Asked if the producing experience whetted her appetite for more such duty, Kassell said it will all come down to a case-specific determination in terms of content, collaborators and the timing. But generally speaking, she likes being involved in helping to creatively shape a show.
Kassell added that Watchmen stretched her in terms of its sophisticated visual effects which were unlike anything she had done before. She now has a comfort level on the effects side after taking on and completing a steep learning curve for the show.
Kassell considers Watchmen among her prime career highlights with others including: “just getting The Woodsman made which put me on the map”; her first HBO show, The Leftovers, which she said felt akin to making the big league cut with the New York Yankees; and directing an episode of Martin Scorsese’s Vinyl. She recalled being in on a tone-setting meeting for Vinyl with Scorsese, Mick Jagger and EP Terence Winter. “It was a surreal moment getting to work with some of my heroes.”
Also memorable for Kassell was getting her first opportunity to direct a pilot. It was for the series Claws, which she praised for what it’s doing with “a diverse cast, a group of women mostly over 40,” exploring intergenerational relationships and paving new paths in terms of story and characters.
Speaking of putting women to work, Kassell has seen some progress on that front. “I used to have the feeling that if I blew it, I wasn’t just blowing it for myself but for other women, that somehow it could result in a greater hesitation to hire another woman for awhile. That has really shifted. If I happen to blow it now, it can hurt me but not the gender.”
Still she feels a profound sense of responsibility even at that. Kassell noted that on the days when she feels exhausted or a little down, she pushes herself because she’s reminded that her presence on a set can be inspiring for a young woman in the camera department or a young, aspiring production assistant. There’s a role model dynamic to her doing what she’s doing. And that fuels the awareness that her work is “bigger than just me.”

■ EXERCISES TO COMPLETE ■
A: In the Kassell excerpt, condense the paragraph that begins "Kassell considers Watchmen among her prime career highlights" into a short bulleted list of its main facts.
B: From the Kassell excerpt, quote the passage between "Asked if the" and "shape a show.", inclusive.

■ DATASET EXTRACT ■
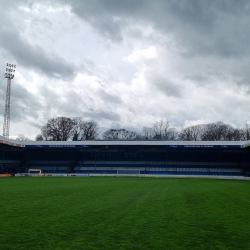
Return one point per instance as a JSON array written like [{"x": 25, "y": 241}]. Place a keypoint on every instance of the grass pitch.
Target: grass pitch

■ WRITTEN RESPONSES ■
A:
- Kassell counts Watchmen among her top career highlights.
- The Woodsman put her on the map.
- The Leftovers, her first HBO show, felt like making the cut with the New York Yankees.
- She directed an episode of Martin Scorsese's Vinyl and joined a tone-setting meeting with Scorsese, Mick Jagger and EP Terence Winter, which she called surreal because she got to work with some of her heroes.

B:
Asked if the producing experience whetted her appetite for more such duty, Kassell said it will all come down to a case-specific determination in terms of content, collaborators and the timing. But generally speaking, she likes being involved in helping to creatively shape a show.